◆ Requirement 1:
Could you copy the SWAT reproducibility page word for word, from "SWAT: Spatial Structure" to "et al., 2022]."?
◆ Requirement 2:
Can you continue the SWAT reproducibility page from the point where it stops?

◆ Page extract:
↓↓↓

SWAT: Spatial Structure Within and Among Tokens

Authors: Kumara Kahatapitiya, Michael S. Ryoo

IJCAI 2023 | Conference PDF | Archive PDF | Plain Text | LLM Run Details

Reproducibility Variable Result LLM Response
Research Type Experimental We evaluate our family of models, SWAT on image classification and semantic segmentation. We use Imagenet-1K [Deng et al., 2009] and ADE20K [Zhou et al., 2019] as benchmarks to compare against common Transformer/Mixer/Conv architectures such as Dei T [Touvron et al., 2021b], Swin [Liu et al., 2021], MLP-Mixer [Tolstikhin et al., 2021], Res MLP [Touvron et al., 2021a] and VAN [Guo et al., 2022].
Researcher Affiliation Academia Kumara Kahatapitiya and Michael S. Ryoo Stony Brook University {kkahatapitiy, mryoo}@cs.stonybrook.edu
Pseudocode No The paper describes its methods using diagrams and text but does not include structured pseudocode or algorithm blocks.

↑↑↑

◆ Material provided:
↓↓↓

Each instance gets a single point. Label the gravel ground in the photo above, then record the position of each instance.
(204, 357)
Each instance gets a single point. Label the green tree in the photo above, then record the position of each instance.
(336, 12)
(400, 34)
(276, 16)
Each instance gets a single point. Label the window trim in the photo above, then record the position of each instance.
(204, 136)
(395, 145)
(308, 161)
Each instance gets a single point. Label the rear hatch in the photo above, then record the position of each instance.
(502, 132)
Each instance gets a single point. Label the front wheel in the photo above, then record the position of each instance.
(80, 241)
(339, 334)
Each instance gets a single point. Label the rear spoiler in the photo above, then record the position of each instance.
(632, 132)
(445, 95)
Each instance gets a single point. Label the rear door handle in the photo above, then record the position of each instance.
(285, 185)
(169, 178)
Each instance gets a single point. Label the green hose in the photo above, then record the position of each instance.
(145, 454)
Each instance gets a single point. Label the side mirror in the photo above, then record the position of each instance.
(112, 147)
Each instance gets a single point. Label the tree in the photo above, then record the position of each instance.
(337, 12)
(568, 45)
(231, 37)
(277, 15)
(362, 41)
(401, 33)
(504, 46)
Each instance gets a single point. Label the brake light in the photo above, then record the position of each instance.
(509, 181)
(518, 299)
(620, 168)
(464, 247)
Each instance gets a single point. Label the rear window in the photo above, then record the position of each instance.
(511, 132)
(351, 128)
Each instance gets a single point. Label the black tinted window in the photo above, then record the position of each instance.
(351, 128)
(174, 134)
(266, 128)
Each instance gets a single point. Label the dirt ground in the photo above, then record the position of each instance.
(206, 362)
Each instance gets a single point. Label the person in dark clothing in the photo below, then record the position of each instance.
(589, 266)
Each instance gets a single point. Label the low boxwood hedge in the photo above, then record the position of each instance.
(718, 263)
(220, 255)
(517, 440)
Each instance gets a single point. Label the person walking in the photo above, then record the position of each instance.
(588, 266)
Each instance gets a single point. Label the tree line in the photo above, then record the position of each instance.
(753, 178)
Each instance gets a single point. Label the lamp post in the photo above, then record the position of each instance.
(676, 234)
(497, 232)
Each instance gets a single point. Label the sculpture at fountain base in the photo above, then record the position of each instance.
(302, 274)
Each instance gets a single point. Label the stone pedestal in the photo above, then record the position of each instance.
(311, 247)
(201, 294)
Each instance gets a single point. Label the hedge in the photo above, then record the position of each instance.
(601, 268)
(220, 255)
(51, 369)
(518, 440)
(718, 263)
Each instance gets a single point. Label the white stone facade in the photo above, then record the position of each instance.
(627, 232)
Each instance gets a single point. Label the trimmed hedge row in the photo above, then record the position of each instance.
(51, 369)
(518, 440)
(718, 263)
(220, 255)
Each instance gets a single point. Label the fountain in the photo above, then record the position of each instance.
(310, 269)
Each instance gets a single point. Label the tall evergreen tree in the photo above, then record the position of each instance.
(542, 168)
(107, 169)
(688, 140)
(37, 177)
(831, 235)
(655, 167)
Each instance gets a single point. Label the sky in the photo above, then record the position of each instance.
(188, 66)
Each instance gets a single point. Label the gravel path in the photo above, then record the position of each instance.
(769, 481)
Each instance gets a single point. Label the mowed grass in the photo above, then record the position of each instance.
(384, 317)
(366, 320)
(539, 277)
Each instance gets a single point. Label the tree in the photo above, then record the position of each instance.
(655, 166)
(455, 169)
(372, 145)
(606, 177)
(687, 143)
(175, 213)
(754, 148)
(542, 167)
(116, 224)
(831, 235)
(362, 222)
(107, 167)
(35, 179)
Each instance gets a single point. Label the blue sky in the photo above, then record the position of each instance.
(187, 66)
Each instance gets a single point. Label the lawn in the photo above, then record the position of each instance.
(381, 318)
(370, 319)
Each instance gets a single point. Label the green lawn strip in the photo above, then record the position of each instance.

↑↑↑

◆ Final answer 1:
SWAT: Spatial Structure Within and Among Tokens

Authors: Kumara Kahatapitiya, Michael S. Ryoo

IJCAI 2023 | Conference PDF | Archive PDF | Plain Text | LLM Run Details

Reproducibility Variable Result LLM Response
Research Type Experimental We evaluate our family of models, SWAT on image classification and semantic segmentation. We use Imagenet-1K [Deng et al., 2009] and ADE20K [Zhou et al., 2019] as benchmarks to compare against common Transformer/Mixer/Conv architectures such as Dei T [Touvron et al., 2021b], Swin [Liu et al., 2021], MLP-Mixer [Tolstikhin et al., 2021], Res MLP [Touvron et al., 2021a] and VAN [Guo et al., 2022].

◆ Final answer 2:
Open Source Code Yes Our code is available at github.com/kkahatapitiya/SWAT.
Open Datasets Yes We use Imagenet-1K [Deng et al., 2009] and ADE20K [Zhou et al., 2019] as benchmarks to compare against common Transformer/Mixer/Conv architectures...
Dataset Splits Yes Image Net-1K [Deng et al., 2009] is a commonly-used classification benchmark, with 1.2M training images and 50K validation images, annotated with 1000 categories. and ADE20K [Zhou et al., 2019] benchmark contains annotations for semantic segmentation across 150 categories. It comes with 25K annotated images in total, with 20K training, 2K validation and 3K testing.
Hardware Specification Yes FPS is measured on a single V100 GPU.
Software Dependencies No The paper mentions using the 'timm' library, 'mmsegmentation' framework, and 'PyTorch-like' implementations, but does not provide specific version numbers for any of these software components.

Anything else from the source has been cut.